[Opening SELECTED EXTRACT section]
Miami has a record year for external funding in FY 2024
“Miami is a student-centered institution and the integration of teaching and research is at the heart of the goal for increasing grant finding” Sue McDowell, vice president for research and innovation, said
Miami University set a new record for external funding in fiscal year 2024. Total external funding received for grants and contracts was more than $50 million, an increase of more than 33% of the previous funding record of $37 million in FY 2023. This is also more than triple the funding in fiscal year 2017, according to Miami’s office of research and innovation.
Miami has focused on building research strengths across multiple domains. “These growing resources support our research, faculty, staff, and students in significant ways and advance both disciplinary and interdisciplinary research and discovery,” Miami University President Gregory Crawford said.
The largest funding agencies for FY 2024 include the National Science Foundation, the National Institutes of Health, the Ohio Department of Education, and the Butler County Board of Commissioners.
“The sizes of the awards received are impressive, eclipsed only by the variety of funders and types of external awards received by the university,“ Rick Page, associate vice president for Research and Innovation, said. “The diversity of award types is an example of the breadth of strengths across the university.”
The largest single grant in Miami’s history was awarded this year by the Butler County Board of Commissioners: $10 million to develop the Advanced Manufacturing Workforce and Innovation Hub. The project, led by Randi Malcolm Thomas, vice president of Miami’s Office of ASPIRE, and Ande Durojaiye, vice president of Miami Regionals and dean of the College of Liberal Arts and Applied Sciences, will bolster Butler County and the Southwest Ohio region's strong manufacturing base and serve the needs of industry, residents, and students through training, education, and research.
[Closing SELECTED EXTRACT section]
* WHAT IS BEING ASKED: Please print the passage of the article on Miami University's record external funding, starting at "Miami has focused" and ending at "Gregory Crawford said.", with no changes.
[Opening RAW DATA section]
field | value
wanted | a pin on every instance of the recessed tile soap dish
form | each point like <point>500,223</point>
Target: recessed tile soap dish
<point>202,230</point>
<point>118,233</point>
[Closing RAW DATA section]
* RESULT OF THE EXERCISE:
Miami has focused on building research strengths across multiple domains. “These growing resources support our research, faculty, staff, and students in significant ways and advance both disciplinary and interdisciplinary research and discovery,” Miami University President Gregory Crawford said.